GOAL OF THE EXERCISE
Identify each line in the data below that contains the word "surface" and copy every such line.

INFORMATION GIVEN
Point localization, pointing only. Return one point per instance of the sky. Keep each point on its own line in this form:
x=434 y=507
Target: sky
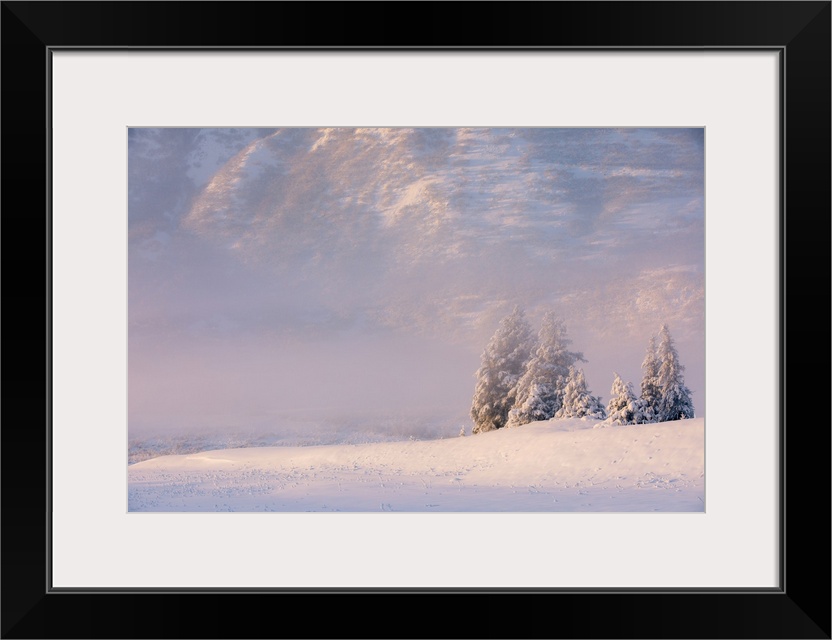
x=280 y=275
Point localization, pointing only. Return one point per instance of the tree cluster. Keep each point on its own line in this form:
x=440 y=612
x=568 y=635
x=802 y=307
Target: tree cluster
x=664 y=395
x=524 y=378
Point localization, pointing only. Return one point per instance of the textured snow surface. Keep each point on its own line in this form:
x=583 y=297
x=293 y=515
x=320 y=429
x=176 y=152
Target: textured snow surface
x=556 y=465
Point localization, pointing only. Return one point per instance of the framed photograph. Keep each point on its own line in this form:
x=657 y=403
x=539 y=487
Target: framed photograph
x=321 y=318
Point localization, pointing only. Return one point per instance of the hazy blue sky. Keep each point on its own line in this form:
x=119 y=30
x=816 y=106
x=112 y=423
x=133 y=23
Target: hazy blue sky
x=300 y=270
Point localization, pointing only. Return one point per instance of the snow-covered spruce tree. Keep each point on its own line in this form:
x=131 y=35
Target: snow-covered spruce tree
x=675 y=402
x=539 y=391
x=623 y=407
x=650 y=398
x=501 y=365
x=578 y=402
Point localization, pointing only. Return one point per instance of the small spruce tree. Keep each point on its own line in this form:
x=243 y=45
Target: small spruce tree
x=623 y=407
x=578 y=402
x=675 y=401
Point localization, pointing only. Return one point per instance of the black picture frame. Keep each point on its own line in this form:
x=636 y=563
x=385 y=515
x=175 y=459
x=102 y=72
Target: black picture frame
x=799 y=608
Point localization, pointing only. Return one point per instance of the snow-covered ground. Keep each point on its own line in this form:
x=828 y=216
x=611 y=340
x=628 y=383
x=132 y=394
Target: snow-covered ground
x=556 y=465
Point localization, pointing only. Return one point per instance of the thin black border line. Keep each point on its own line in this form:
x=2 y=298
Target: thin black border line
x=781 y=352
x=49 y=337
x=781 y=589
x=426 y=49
---
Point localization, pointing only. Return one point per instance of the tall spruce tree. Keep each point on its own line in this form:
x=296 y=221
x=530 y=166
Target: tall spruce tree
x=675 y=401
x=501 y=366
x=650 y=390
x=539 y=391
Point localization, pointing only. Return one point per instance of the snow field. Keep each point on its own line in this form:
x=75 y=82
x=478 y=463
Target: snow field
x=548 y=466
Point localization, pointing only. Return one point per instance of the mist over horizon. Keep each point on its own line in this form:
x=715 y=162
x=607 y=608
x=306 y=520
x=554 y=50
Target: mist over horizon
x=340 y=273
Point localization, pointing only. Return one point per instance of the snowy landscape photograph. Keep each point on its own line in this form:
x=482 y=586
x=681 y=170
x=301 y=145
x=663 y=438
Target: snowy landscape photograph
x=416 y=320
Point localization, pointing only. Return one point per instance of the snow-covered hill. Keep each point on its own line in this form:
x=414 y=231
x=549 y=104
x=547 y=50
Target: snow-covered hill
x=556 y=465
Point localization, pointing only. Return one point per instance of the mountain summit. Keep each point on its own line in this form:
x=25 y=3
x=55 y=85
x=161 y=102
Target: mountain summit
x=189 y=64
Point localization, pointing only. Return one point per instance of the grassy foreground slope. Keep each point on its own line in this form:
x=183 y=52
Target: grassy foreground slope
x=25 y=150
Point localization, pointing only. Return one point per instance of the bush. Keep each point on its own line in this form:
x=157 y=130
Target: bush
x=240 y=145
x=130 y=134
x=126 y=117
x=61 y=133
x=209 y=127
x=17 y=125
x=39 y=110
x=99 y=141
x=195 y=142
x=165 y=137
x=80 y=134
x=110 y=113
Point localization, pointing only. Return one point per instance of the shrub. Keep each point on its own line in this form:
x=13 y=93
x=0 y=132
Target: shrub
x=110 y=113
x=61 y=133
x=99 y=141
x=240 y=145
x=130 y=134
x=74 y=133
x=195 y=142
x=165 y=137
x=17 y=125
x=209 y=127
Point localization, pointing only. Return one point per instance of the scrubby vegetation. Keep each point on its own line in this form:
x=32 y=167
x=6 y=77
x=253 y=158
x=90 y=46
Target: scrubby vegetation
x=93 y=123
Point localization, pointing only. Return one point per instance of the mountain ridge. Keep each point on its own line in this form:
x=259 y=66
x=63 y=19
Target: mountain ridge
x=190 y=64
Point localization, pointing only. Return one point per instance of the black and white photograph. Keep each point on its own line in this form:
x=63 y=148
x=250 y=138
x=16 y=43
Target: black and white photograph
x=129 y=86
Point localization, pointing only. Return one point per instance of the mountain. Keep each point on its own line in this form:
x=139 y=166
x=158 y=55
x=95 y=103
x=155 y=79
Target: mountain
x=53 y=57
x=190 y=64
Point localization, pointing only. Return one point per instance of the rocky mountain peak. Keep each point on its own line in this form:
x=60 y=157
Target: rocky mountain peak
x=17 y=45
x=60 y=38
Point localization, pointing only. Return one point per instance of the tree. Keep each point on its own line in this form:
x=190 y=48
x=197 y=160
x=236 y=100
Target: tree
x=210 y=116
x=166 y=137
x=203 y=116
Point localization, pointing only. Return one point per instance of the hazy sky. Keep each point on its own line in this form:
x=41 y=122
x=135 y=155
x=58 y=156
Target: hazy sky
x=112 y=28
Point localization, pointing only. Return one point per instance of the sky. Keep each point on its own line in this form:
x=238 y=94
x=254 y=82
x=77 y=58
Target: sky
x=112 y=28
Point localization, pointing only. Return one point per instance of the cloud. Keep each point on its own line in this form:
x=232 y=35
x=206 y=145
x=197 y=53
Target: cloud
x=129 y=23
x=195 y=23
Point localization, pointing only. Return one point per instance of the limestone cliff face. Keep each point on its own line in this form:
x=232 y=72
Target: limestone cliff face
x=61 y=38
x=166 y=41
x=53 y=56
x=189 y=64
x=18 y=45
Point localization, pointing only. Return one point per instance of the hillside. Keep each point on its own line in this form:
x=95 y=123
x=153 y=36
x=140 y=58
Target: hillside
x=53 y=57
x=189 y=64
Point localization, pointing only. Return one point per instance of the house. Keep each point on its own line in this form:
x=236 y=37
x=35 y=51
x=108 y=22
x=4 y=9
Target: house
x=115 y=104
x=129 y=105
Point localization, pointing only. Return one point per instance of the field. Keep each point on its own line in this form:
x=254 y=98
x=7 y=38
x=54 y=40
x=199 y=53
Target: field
==
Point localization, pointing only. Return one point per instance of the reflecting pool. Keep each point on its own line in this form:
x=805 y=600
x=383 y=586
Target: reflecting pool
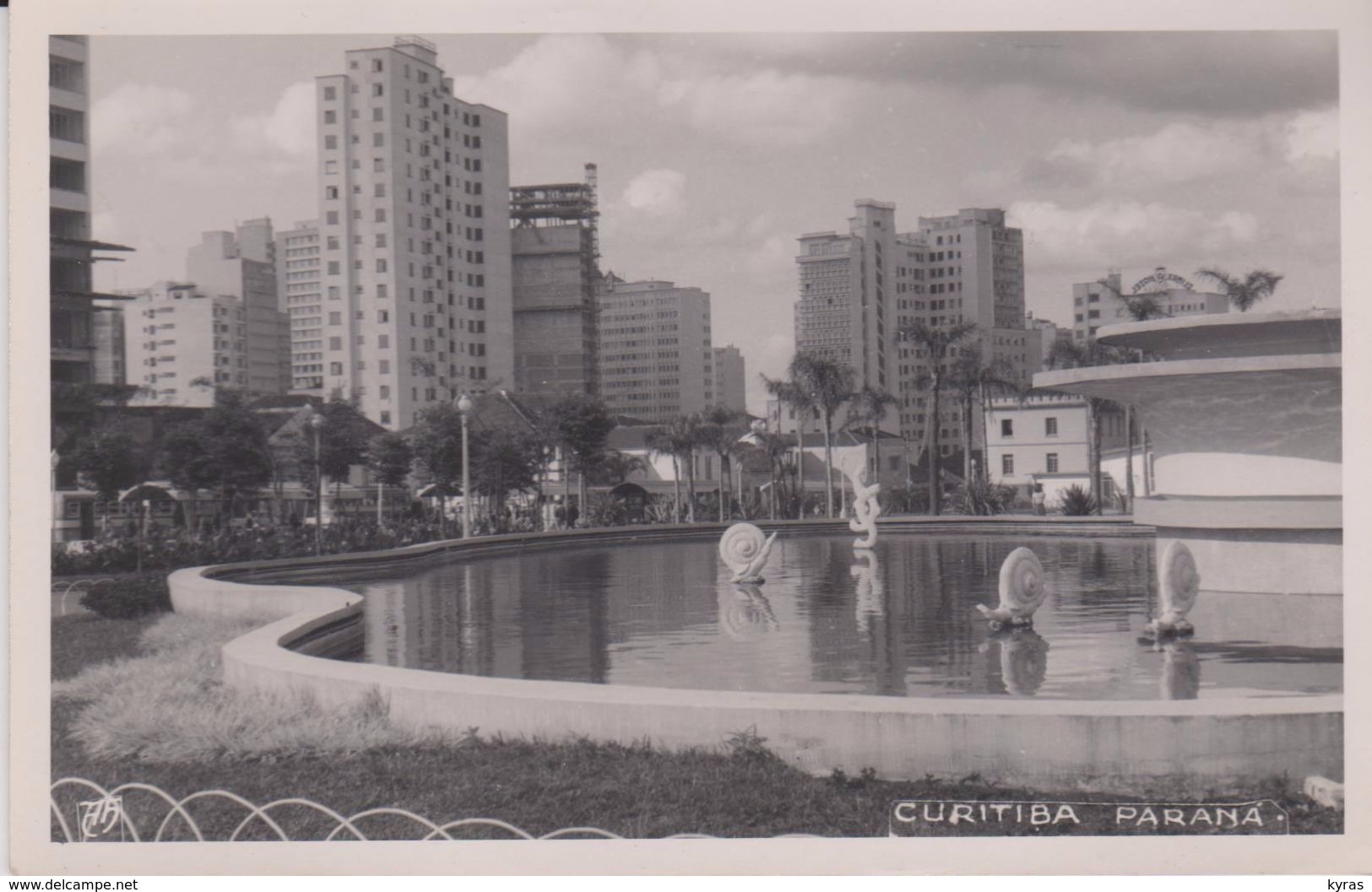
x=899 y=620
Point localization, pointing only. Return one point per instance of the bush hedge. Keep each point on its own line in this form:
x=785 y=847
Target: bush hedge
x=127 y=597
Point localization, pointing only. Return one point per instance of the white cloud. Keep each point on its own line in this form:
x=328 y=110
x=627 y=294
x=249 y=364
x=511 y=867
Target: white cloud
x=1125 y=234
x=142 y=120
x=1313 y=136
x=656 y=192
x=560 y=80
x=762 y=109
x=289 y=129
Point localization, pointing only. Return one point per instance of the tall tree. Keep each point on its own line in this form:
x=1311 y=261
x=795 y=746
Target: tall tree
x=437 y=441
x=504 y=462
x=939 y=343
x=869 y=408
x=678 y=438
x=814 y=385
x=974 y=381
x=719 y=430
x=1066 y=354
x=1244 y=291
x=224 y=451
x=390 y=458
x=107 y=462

EXPECTED OUTPUT
Point localization, pointing only. Return one point per instance of the textured snow surface. Keep each point on its own line in this form:
Target: textured snow surface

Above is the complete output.